* [TASK REQUIREMENTS]
(a) In the Newfoundland travel post, how many miles was the drive from Tallahassee to St. Andrews, NB?
(b) Carry on writing the Newfoundland travel post, picking up after its last sentence.

━━━━━ TEXT BLOCK

Thursday, July 29, 2010




Poor wifi is worse than no wifi at all because you expect something and mostly get nothing. Ah, well. FYI: May 1st to July 15th GiMyC drove 5625 miles pulling Cruiser and touring towns; Tallahassee to St. Andrews, NB, was 2084 miles; to Port aux Basques, NL, was 1550 miles; and north to St. Anthony and a trip to Labrador was 727 miles. We are heading east to St. John’s now.
Western Newfoundland: Two weeks was barely enough to take it all in; the drive is breath-taking all the way with rocks, green mountains, tablelands, coves, harbors, bays, straits, and the Gulf of St. Lawrence. Be sure to check out our pictures at myphotoalbum; they tell the story better than I’ve kept up with this blog.
A side trip to Woody Point and Trout River is WAY out of the way but a must do. The drive to Woody Point is through the Gros Morne Tablelands and is magnificent. Woody Point is a place you would want a summer cottage. Its location right on the water’s edge of Bonne Bay is stunning. Trout River is a small fishing village with three small but interesting museums that tell the fascinating history of the place. The wharf is busy but inviting. The hardworking fishermen and women have a friendly smile and a hearty hello! Did we mention that these Newfoundlanders are very friendly.
We’ve had a great history lesson all along the way: Maritime Archaic Indians, Vikings, British, French, Western Brook Pond formed by glaciers, Labrador current bringing icebergs from Greenland (just not this year…), Dorset Indians, Beothuk, American bases during WWII, NORAD and DEW bases, and on. Sorry that I haven’t kept up just writing even though we couldn’t get online. A general note though: Irving gas stations are about the only place Regina can get her diet dr. pepper; most villages/towns have populations of 200 to 1000; fishing is really important; fish is always cod unless it states salmon, trout, or something else. Cod earbones make great jewelry; puffins are on the east coast of Newfoundland; it’s easy to get on the ferry to Labrador but getting back to Newfoundland you better have reservations; this land is definitely The Rock. Will update more at St. John’s.

━━━━━━━━━━
━━━━━ DATASET RECORDS

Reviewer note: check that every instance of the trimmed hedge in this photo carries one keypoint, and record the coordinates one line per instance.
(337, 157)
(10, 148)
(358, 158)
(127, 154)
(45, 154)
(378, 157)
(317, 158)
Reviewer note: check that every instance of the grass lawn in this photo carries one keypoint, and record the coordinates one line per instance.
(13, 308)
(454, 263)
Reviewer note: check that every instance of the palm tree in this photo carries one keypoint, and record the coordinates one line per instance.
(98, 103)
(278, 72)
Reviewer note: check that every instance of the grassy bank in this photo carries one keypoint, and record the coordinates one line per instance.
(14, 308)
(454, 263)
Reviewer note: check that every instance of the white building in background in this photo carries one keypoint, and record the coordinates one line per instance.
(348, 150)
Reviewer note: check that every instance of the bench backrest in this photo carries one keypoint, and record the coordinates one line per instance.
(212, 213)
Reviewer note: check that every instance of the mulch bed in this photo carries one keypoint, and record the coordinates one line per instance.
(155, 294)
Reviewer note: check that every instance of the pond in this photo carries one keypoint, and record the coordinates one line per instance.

━━━━━━━━━━
━━━━━ DATASET RECORDS

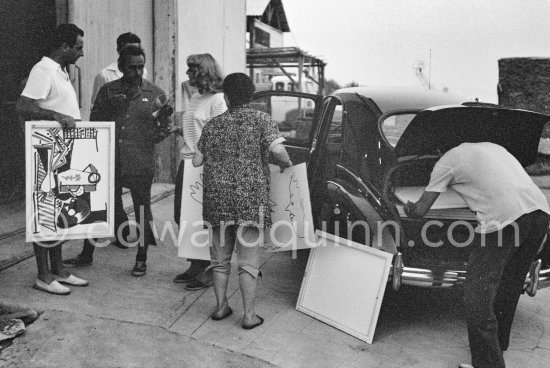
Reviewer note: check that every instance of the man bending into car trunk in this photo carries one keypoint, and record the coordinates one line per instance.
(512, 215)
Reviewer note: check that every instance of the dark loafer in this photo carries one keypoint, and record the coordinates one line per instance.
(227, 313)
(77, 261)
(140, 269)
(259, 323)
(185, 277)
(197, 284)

━━━━━━━━━━

* [ANSWERS]
(a) 2084 miles

(b)
Sunday, July 11, 2010

Gros Morne National Park, Newfoundland and Labrador







The fog dispersed as we approached Western Brook Pond for the fjord boat cruise; it was an excellent 2 1/2 hours on the water but we also saw moose and beautiful flora as we walked the 3 km trail to the boat ramp. Pictures are posted on myphotoalbum. Yesterday we went to the Historical Train Museum in Corner Brook before we arrived in Rocky Harbour and went to the Bonne Bay Marine Station and Aquarium in Norris Point. Both days have been wonderful.

Saturday, July 10, 2010

07.09.10 Our first full day in NL reminded us very much of traveling through the northern areas of the western Canadian provinces with the mountains, black spruce trees, no traffic for miles and miles, one main road and the side roads gravel (when they do appear), a restaurant/gas station every sixty miles or so, etc. We did stop in Port au Port West at the largest wooden building in NL, Our Lady of Mercy Church: standing 100 ft. at the steeple, stations made of carrara marble and framed with travertine marble then shipped from Italy, seats 1000, and took eleven years because of the volunteer builders so as not to incur a debt. The Church was built 1914-1925; the parish rectory next door was built in 1952 and is a museum, craft shop, and tea room: Paul and I had tea buns with partridgeberry jam – oh, so good. Then we went on to the Gravels Rest Stop where we could look back at the Abbott and Haliburton tin shop, the oldest firm on the west coast of NL begun in 1898, and today mostly in timber production but still owned by the same family. Our stop for the night was Corner Brook.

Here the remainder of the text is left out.